Would you copy the entries that follow exactly, leaving out every picture?

━━━━━ MATERIALS PROVIDED

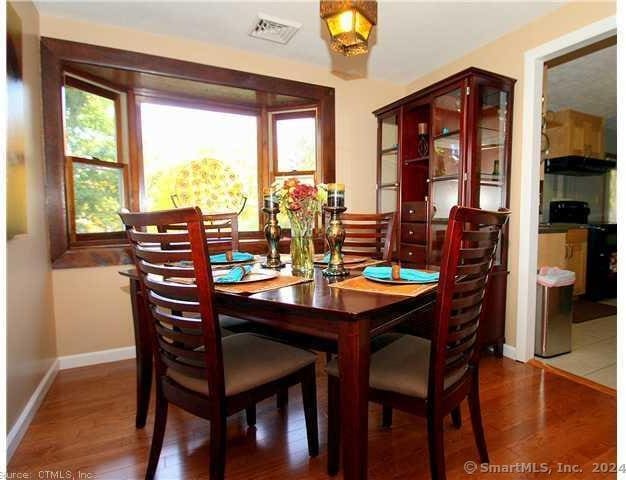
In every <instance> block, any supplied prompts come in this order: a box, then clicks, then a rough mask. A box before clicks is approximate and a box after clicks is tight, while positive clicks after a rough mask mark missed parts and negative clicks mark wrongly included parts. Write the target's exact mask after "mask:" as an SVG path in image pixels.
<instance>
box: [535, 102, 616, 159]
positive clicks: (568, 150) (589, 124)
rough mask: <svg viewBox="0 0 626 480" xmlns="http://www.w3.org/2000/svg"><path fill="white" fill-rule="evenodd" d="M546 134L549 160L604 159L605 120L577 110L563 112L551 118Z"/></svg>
mask: <svg viewBox="0 0 626 480" xmlns="http://www.w3.org/2000/svg"><path fill="white" fill-rule="evenodd" d="M546 134H547V135H548V138H549V139H550V149H549V151H548V157H549V158H559V157H567V156H570V155H575V156H583V157H591V158H604V155H605V152H604V119H603V118H602V117H596V116H595V115H589V114H586V113H582V112H577V111H576V110H561V111H558V112H554V113H553V114H551V116H550V120H549V122H548V128H547V129H546Z"/></svg>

━━━━━━━━━━

- **EXPECTED ANSWER**:
In every <instance> block, any supplied prompts come in this order: a box, then clicks, then a rough mask. A box before clicks is approximate and a box after clicks is tight, while positive clicks after a rough mask mark missed parts and negative clicks mark wrongly included parts. Write the target's exact mask after "mask:" as an SVG path in image pixels.
<instance>
box: [535, 102, 616, 159]
positive clicks: (568, 150) (589, 124)
rough mask: <svg viewBox="0 0 626 480" xmlns="http://www.w3.org/2000/svg"><path fill="white" fill-rule="evenodd" d="M546 134L549 160L604 159L605 120L577 110L563 112L551 118Z"/></svg>
mask: <svg viewBox="0 0 626 480" xmlns="http://www.w3.org/2000/svg"><path fill="white" fill-rule="evenodd" d="M546 134H547V135H548V138H549V139H550V149H549V151H548V157H549V158H559V157H567V156H570V155H575V156H583V157H591V158H604V155H605V152H604V119H603V118H602V117H596V116H595V115H589V114H586V113H582V112H577V111H576V110H561V111H558V112H554V113H553V114H551V116H550V120H549V122H548V128H547V129H546Z"/></svg>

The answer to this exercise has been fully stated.